Provided data:
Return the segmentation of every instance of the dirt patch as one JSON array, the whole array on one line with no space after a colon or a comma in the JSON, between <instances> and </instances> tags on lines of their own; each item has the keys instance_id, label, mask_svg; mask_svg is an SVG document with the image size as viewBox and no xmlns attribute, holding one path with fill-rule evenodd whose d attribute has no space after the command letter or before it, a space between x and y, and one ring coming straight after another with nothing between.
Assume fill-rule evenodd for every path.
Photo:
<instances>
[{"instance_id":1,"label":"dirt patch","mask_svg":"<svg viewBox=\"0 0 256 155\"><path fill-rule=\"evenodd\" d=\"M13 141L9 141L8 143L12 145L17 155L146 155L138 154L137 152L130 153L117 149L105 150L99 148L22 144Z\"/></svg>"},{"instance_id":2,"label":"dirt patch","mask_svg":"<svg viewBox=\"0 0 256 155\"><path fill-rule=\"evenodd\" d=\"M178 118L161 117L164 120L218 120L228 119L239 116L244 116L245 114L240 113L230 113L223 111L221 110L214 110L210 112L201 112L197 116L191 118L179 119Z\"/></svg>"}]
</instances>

* * *

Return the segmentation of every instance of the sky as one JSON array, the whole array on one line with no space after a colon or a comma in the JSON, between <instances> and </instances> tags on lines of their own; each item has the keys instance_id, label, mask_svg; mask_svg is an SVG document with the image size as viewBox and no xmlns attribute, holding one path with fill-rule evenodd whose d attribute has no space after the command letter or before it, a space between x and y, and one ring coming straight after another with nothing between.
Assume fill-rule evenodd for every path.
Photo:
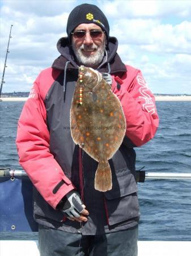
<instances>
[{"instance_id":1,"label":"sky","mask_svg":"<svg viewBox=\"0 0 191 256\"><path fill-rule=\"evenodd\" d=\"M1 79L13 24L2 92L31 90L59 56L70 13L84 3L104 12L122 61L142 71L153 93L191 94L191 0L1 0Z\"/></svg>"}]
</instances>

Written task:
Which lines of the material above contain "JSON"? Copy each of them in full.

Task result:
Return the segmentation of every instance of the dirt patch as one JSON array, the whole array on one line with no space after a colon or a comma in the JSON, between <instances> and </instances> tags on lines of their own; each item has the keys instance_id, label, mask_svg; mask_svg is an SVG document with the image size as viewBox and no xmlns attribute, holding one path with fill-rule evenodd whose d attribute has no space after the command letter or before it, a space between x and y, and one ring coming straight after another with nothing between.
Return the segmentation of every instance of the sky as one JSON array, the whole array on one line with no space after a colon or a comma in the JSON, between <instances> and </instances> tags on lines of their own; each item has the keys instance_id, label, mask_svg; mask_svg is an SVG document with the image size as viewBox and no xmlns attribute, holding one path with fill-rule evenodd whose d attribute has no space after the command letter or before it, a space between x and y, and one ring coming straight after another with nothing between.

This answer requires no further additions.